-------- Texte fourni
Big Brother, Lionel Shriver
Big Brother, août 2014, traduit de l’américain par Laurence Richard, 434 p. 22,50 €
Ecrivain(s): Lionel Shriver Edition: Belfond
Ce livre ouvre l’appétit comme son volume et l’énorme silhouette de son Big Brother qui nous fait face comme une ombre chinoise sur toile de fond jaune de son graphisme en première de couverture.
Ce livre ouvre l’appétit dès les premières phrases servies sur la table des premières pages & nous le ravit – notre appétit.
Nous ravit l’appétit grâce à la tension qui nous place, lecteurs, sur la ligne fébrile entre compassion & répulsion dans le processus d’identification, puisque les personnages ont cette trempe des caractères forts qui s’entrechoquent
et se renvoient la balle dans des rapports de force qui nous rendent arbitres de leurs états hauts en couleur.
Nous met en force d’appétit grâce au suspens qui maintient en haleine la force tranquille des pages nous menant, entre les lignes, vers un dénouement sans cesse reconduit et prêt à tout moment d’éclater.
Les personnages de Big Brother rayonnent de leur charisme d’entrée de jeu.
Le personnage de Flechter d’abord, conjoint de la narratrice, dont le rigorisme mental et l’abord rustre & subtil, menant une fausse vie frugale dont la réalité boulimique ne trompe personne
couvent une lave offensive sous la cendre /
et jettent des mots volcaniques à la première irruption de l’imprévu.
Lorsque la narratrice lance l’idée d’une nouvelle visite de son frère au sein de la demeure par exemple, dès les premières pages, grignotant peu à peu le discours des détours n’osant énoncer l’idée directement – pour abattre sa propre décision comme un jeu de carte joué d’avance – on sent toute la tension parcourue dans ce dialogue forcé entre une conjointe faisant résistance & un conjoint dont l’ascendance se martèle à coups de répliques d’autant plus acérées qu’elles débordent d’une autre résistance rapace et vorace d’une ironie sourde mais cinglante.
Tentative d’une sœur pour héberger un frère en voie de perdition, tentative d’imposer la venue de ce frère non apprécié dans la sphère privée du couple,
tentative d’imposer la loi et la voix des liens du sang plus haut que la conventionnelle tranquillité conjugale – déjà l’ébauche d’une véritable intrigue met en route une histoire prometteuse de rebondissements.
----------------
-------- Données fournies
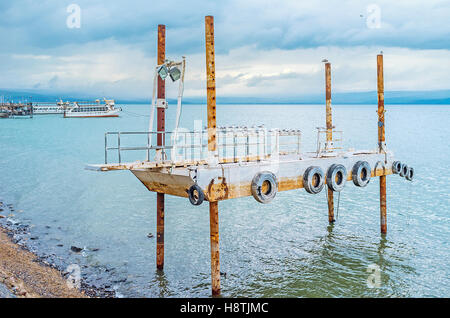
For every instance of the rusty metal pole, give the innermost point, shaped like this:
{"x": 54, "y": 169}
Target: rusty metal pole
{"x": 329, "y": 123}
{"x": 212, "y": 147}
{"x": 214, "y": 237}
{"x": 211, "y": 85}
{"x": 381, "y": 140}
{"x": 160, "y": 142}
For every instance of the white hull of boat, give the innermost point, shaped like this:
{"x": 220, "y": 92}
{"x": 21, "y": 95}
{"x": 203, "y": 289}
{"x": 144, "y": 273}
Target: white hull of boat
{"x": 110, "y": 113}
----------------
**Série d'exercices**
a. Traduisez en anglais cette phrase de la critique de Big Brother : « Les personnages de Big Brother rayonnent de leur charisme d’entrée de jeu. »
b. Reproduisez à l'identique, s'il vous plaît, le passage de la critique de Big Brother qui commence aux mots « Tentative d’une sœur » et s'arrête après les mots « prometteuse de rebondissements. ».

**Résultats de l'exercice**
a. The characters of Big Brother radiate their charisma from the outset.

b.
Tentative d’une sœur pour héberger un frère en voie de perdition, tentative d’imposer la venue de ce frère non apprécié dans la sphère privée du couple,
tentative d’imposer la loi et la voix des liens du sang plus haut que la conventionnelle tranquillité conjugale – déjà l’ébauche d’une véritable intrigue met en route une histoire prometteuse de rebondissements.